Exercise
Can you pick up the passage below on hydrocracking catalysts and processes and continue writing it from its last sentence?

Passage provided
Hydrocracking Catalyst and Process

The present invention relates to, a hydrocracking catalyst, a process of preparing a hydrocracking catalyst, and a hydrocracking process. Background of the Invention Processes that comprise treating crude oil and other petroleum feedstocks with hydrogen in the presence of a catalyst are well known. One such process is hydrocracking, in which heavy distillate hydrocarbons are converted under hydrogen pressure into products of lower molecular weight in the presence of a catalyst.

Hydrocracking is used in the oil industry to prepare a wide range of materials, ranging from C3/C4 production to luboil manufacture.

Hydrocracking may be operated as either a single or two-stage process. Two-stage hydrocracking involves a first stage, which is predominantly a hydrotreatment stage wherein impurities and unsaturated compounds are hydrogenated in the presence of a first catalyst having a high hydrogenation function, and a second-stage where most of the cracking occurs in the presence of a second catalyst having a strong cracking function. In single- stage hydrocracking, the treatment and cracking steps occur in one reactor and may be performed using a single catalyst. The catalysts employed in hydrocracking are generally made from a carrier material on which there are deposited catalytically active metals such as nickel, molybdenum, tungsten, palladium etc.

Supplied material
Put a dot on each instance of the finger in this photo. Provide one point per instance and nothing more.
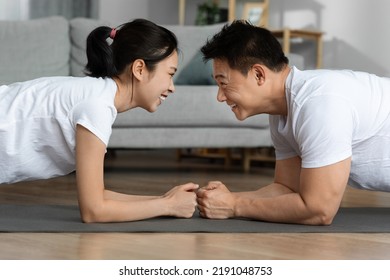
(189, 187)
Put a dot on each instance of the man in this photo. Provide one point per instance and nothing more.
(329, 129)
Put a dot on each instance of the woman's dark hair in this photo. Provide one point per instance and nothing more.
(242, 45)
(138, 39)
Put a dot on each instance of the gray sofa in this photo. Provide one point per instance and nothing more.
(190, 118)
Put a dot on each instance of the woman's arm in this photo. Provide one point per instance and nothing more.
(99, 205)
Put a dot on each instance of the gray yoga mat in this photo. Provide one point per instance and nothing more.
(56, 218)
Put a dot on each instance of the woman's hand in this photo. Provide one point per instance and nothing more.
(215, 201)
(182, 200)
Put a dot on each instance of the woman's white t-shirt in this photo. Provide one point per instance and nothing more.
(333, 115)
(38, 122)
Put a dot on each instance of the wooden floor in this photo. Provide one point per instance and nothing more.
(154, 172)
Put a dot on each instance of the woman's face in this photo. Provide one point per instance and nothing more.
(158, 84)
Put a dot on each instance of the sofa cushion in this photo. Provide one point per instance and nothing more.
(79, 31)
(189, 106)
(33, 48)
(196, 72)
(191, 38)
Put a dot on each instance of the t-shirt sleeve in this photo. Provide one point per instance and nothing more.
(283, 147)
(96, 116)
(324, 131)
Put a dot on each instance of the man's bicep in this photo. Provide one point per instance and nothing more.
(324, 186)
(287, 173)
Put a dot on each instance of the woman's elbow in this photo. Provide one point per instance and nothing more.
(322, 216)
(91, 215)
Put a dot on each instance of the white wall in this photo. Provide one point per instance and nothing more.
(357, 33)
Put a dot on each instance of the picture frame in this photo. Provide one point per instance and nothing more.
(256, 13)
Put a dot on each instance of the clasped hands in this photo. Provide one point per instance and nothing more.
(214, 201)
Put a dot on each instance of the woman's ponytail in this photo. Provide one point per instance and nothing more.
(99, 54)
(138, 39)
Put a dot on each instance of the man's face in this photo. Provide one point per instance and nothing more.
(238, 91)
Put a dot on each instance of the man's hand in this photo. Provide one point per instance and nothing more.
(215, 201)
(182, 200)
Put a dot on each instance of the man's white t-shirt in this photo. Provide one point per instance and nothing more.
(333, 115)
(38, 122)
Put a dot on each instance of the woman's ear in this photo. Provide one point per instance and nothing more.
(138, 69)
(258, 72)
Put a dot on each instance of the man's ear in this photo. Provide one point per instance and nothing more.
(258, 73)
(138, 69)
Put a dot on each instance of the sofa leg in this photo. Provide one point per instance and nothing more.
(178, 155)
(246, 159)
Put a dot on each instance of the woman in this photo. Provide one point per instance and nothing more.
(52, 126)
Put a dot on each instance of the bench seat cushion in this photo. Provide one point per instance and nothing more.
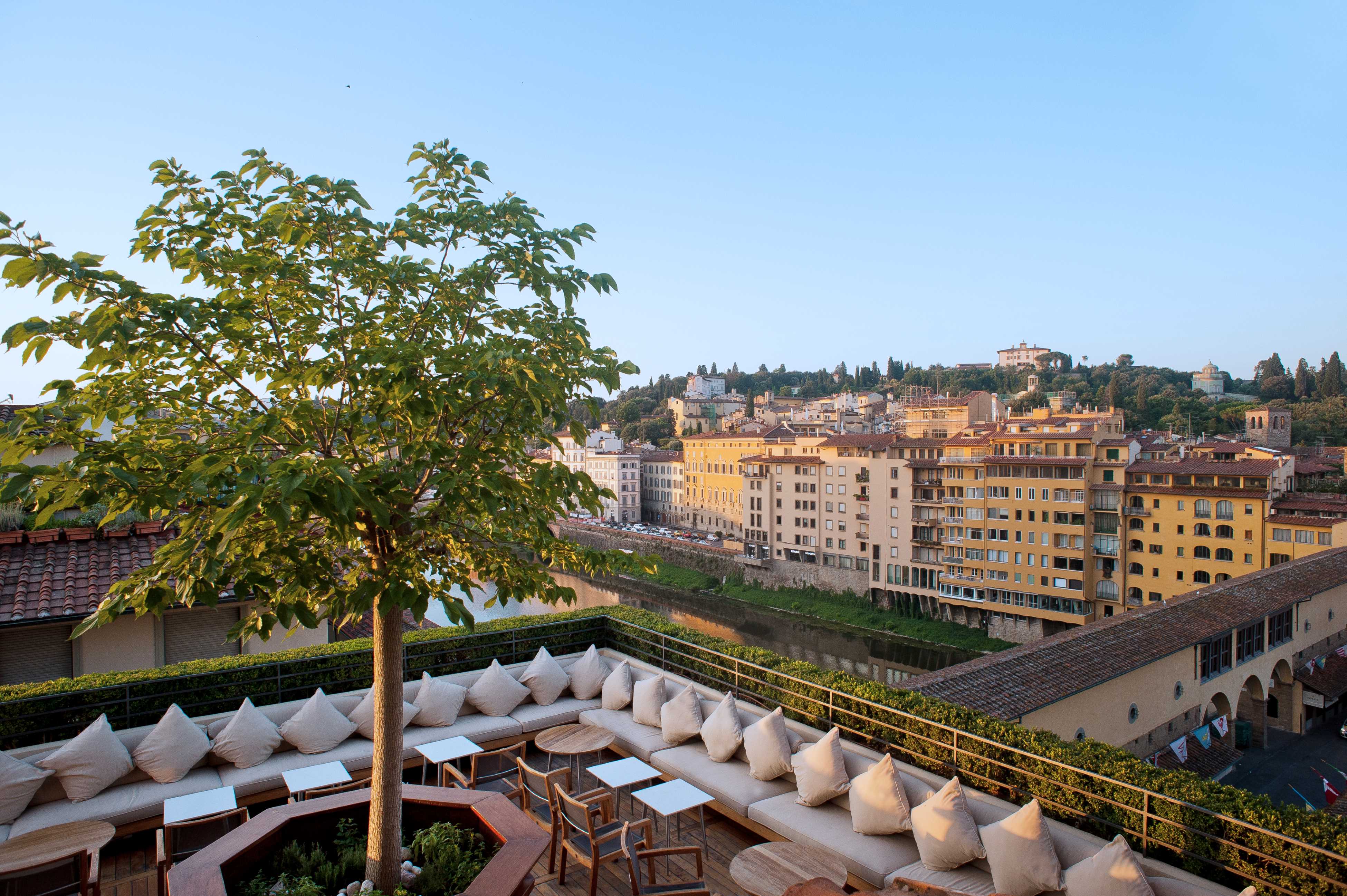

Exercise output
The higher the activity of a hydrocracking catalyst the more efficient a conversion will be. In particular, a more active catalyst can be operated at a lower temperature than a less active catalyst to achieve the

same degree of conversion. This is advantageous as a lower operating temperature prolongs catalyst life and decreases operating costs. Accordingly, there is always a need for improving catalyst activity. Promoters to enhance the performance of catalysts based on amorphous carrier materials are known and described in the art. Thus silicon promotion is disclosed for amorphous catalyst compositions for a variety of uses in WO 95/11753, US-A-5, 507, 940, EP-A-533451 and EP-A-586196. Other promoters have also been proposed for use in amorphous-based hydrocracking catalysts: in US-A-2002/0160911 and US-B-6, 251, 261 the use of boron and phosphorus as promoters is disclosed in addition to silicon as a promoter. Promotion has also been proposed for zeolitic-based hydrocracking catalysts. In US-B-6, 667, 267, US-B-6, 712, 953 and US-B-6, 531, 051, promotion of a zeolitic catalyst using at least one of silicon phosphorus and boron is proposed. The additional use of fluorine to enhance catalytic performance is also disclosed. However in each catalyst that shows a demonstrable difference in properties over a non-promoted comparison catalyst, always a combination of promoters is used. Thus in Table 9 of US-B-6, 667, 267 a significant improvement in catalyst activity is shown but only where two or more promoters are present; for Mo/IM-5 and MoB/IM-5 no activity difference is noted. The same table demonstrates that neither boron nor silicon promotion provides an increase in activity for the comparison zeolite Y catalysts. All the catalysts of Table 9 contain supports of zeolitic material in combination with an alumina matrix or binder. Two silica-alumina bound zeolitic catalysts are tested (Table 8), both having phosphorus promotion, but even with phosphorus co-

promotion, no significant catalytic activity improvement is found with the addition of boron.

We have found that the increase in catalyst activity that has been disclosed or suggested in the prior art by treating catalyst with a liquid silicon-containing compound, the most frequently suggested promoter in the prior art, is not achieved when a mixed amorphous silica- alumina and zeolitic supported catalyst is used. Indeed we have found that the presence of an aluminosilicate zeolite material in an amorphous silica-alumina carrier is deleterious when a silicon promoter is used.

It has now surprisingly been found that although silicon promotion significantly reduces the activity of such mixed amorphous and zeolitic based hydrocracking catalyst, boron promotion in contrast provides a significant increase in catalytic activity without the need for any additional promoter elements and with an unchanged selectivity and hydrogenation performance. Accordingly the present invention provides a hydrocracking catalyst which comprises (i) a carrier which comprises an amorphous silica-alumina and a zeolite, (ii) a Group VIII metal, (iii) a Group VIB metal, and (iv) boron as the sole promoter element.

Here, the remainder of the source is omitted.